» **Instructions for the task**:
Tally the lines in the items below that contain the word "concrete", treating uppercase and lowercase as different, and give only the number.

» **Data**:
#####
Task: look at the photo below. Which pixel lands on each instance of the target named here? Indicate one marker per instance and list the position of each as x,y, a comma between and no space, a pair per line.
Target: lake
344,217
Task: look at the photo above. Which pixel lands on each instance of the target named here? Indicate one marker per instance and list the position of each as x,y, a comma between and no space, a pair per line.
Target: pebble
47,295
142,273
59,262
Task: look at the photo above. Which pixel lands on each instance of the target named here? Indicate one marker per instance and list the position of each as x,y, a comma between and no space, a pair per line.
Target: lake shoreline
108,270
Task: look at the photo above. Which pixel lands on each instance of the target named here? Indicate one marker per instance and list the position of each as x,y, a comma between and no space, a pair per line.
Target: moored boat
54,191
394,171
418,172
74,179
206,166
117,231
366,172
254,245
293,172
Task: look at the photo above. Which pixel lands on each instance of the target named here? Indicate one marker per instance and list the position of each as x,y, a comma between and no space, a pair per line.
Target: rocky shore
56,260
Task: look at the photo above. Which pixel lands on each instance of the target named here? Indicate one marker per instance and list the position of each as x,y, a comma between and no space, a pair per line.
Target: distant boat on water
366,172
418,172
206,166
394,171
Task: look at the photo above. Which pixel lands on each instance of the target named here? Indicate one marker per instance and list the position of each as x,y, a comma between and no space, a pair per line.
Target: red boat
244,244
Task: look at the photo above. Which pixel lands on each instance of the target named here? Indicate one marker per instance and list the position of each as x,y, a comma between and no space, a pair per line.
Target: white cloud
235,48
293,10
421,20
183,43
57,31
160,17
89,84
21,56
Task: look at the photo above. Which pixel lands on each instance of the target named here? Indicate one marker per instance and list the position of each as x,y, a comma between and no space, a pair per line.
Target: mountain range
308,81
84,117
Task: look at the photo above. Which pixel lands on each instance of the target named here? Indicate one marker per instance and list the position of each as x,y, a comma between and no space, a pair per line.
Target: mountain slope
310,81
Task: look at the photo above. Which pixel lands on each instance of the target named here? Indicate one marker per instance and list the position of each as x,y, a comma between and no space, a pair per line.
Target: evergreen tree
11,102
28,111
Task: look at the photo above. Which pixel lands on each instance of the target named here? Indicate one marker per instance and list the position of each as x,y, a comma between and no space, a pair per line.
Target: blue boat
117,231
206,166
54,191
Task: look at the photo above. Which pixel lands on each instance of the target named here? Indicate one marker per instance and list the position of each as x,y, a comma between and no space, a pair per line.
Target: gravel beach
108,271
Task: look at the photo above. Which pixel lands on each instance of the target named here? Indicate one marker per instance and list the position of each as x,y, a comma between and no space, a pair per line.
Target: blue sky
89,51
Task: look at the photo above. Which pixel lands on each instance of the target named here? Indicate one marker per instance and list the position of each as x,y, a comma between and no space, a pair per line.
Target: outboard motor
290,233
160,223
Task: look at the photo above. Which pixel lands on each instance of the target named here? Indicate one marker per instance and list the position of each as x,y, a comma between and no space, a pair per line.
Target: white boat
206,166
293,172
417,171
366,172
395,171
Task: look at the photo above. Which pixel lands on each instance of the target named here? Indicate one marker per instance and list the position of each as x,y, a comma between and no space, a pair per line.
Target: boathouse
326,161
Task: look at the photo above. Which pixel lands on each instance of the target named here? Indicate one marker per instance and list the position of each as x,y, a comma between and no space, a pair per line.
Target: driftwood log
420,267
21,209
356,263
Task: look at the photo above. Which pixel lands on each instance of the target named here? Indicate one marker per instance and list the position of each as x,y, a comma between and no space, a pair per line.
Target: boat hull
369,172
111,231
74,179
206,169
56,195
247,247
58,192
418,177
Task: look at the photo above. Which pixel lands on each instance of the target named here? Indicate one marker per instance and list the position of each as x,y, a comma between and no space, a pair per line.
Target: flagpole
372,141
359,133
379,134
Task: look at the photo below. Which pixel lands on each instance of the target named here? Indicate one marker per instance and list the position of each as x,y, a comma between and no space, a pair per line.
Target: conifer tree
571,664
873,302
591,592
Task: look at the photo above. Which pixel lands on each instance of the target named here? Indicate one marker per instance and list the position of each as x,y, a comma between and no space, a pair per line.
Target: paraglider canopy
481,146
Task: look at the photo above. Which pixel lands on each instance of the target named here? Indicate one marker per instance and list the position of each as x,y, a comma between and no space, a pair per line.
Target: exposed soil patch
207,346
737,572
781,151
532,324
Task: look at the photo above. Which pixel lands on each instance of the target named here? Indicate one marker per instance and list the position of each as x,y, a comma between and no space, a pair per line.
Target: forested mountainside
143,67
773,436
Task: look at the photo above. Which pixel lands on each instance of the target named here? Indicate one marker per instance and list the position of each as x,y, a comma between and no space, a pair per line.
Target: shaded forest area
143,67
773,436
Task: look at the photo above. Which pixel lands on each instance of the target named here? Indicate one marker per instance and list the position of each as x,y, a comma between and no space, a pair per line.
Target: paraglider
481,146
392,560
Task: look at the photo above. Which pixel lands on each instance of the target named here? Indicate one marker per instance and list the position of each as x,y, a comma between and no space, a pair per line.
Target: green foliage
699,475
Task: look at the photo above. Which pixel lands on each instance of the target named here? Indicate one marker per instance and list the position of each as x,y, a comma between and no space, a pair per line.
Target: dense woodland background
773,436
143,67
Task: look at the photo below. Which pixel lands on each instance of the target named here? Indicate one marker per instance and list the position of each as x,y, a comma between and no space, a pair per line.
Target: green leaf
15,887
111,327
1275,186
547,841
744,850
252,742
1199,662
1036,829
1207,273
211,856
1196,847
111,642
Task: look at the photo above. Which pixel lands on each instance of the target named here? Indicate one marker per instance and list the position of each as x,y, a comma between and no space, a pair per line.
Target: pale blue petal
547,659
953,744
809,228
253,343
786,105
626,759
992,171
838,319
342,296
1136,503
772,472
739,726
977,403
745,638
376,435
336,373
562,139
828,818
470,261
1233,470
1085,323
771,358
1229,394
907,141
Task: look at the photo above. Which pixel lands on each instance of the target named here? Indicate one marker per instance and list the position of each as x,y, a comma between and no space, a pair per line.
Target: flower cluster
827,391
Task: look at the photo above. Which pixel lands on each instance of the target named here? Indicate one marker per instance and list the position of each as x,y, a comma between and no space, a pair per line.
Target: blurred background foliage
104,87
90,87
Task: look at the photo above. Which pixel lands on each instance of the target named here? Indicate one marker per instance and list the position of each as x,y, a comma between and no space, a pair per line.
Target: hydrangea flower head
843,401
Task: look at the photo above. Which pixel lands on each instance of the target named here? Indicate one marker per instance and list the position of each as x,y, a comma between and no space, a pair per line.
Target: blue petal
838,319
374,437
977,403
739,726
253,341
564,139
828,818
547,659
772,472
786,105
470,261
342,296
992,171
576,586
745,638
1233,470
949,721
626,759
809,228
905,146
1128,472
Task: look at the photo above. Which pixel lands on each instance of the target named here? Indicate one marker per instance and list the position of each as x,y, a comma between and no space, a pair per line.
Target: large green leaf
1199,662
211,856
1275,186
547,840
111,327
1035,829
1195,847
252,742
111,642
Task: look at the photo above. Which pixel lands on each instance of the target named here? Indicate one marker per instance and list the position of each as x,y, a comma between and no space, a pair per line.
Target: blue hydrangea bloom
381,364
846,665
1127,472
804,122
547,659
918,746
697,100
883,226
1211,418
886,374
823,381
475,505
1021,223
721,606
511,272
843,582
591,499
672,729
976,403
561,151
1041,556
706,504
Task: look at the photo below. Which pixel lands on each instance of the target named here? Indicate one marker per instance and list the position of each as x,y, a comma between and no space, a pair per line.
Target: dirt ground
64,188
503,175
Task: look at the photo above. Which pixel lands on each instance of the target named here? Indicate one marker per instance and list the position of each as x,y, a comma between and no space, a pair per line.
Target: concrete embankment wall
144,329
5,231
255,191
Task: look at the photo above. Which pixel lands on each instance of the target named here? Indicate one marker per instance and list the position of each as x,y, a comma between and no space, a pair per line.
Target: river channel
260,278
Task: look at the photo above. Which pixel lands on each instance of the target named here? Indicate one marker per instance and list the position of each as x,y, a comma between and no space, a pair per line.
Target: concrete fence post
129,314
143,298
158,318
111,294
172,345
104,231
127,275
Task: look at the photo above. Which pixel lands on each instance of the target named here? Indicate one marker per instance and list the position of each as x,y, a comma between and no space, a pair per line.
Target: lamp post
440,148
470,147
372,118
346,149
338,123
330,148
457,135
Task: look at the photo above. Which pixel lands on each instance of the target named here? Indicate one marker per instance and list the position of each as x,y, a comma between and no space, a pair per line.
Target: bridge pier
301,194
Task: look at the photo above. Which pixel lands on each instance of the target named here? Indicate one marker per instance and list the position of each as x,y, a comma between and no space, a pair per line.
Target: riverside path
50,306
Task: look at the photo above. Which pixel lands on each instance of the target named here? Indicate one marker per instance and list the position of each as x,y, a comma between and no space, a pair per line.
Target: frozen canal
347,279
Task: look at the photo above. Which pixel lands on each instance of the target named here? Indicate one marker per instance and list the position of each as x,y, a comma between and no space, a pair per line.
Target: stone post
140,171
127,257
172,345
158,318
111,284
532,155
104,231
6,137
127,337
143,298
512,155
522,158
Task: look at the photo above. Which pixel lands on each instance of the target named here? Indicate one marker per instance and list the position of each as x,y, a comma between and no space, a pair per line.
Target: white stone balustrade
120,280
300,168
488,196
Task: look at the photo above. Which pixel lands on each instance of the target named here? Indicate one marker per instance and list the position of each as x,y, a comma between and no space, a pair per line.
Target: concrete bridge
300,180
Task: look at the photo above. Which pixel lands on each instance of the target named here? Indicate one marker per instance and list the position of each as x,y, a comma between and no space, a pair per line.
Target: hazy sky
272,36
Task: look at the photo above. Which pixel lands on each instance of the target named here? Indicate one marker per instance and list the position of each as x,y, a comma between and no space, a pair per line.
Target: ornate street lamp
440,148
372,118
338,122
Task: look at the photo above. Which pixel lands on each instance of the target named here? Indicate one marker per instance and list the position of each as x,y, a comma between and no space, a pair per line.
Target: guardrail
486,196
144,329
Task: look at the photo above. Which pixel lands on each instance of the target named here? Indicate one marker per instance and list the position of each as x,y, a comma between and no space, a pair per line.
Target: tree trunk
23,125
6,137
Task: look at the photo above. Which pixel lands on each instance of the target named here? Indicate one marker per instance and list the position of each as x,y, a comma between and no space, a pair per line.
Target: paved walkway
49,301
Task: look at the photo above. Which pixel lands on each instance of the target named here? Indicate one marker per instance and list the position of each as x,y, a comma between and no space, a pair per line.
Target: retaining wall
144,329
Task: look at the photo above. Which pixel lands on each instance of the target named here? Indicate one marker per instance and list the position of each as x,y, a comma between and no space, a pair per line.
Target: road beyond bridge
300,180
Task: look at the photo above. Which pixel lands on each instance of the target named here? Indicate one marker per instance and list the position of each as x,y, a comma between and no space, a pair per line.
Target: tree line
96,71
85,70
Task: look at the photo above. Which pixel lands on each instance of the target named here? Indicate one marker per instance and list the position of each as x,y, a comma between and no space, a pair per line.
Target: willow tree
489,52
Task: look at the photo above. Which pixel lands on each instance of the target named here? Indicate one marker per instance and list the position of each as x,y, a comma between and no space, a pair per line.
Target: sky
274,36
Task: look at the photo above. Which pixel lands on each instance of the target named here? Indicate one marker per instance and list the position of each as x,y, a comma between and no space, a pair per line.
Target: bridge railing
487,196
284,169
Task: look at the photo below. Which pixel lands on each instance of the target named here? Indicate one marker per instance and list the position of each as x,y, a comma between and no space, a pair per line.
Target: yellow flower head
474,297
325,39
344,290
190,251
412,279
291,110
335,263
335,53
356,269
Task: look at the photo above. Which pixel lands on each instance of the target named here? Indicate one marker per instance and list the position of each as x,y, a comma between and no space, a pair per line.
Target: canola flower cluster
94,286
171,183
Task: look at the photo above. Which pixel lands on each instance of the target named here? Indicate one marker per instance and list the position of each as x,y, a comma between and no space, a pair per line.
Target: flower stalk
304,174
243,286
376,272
#####
» **Written answer**:
3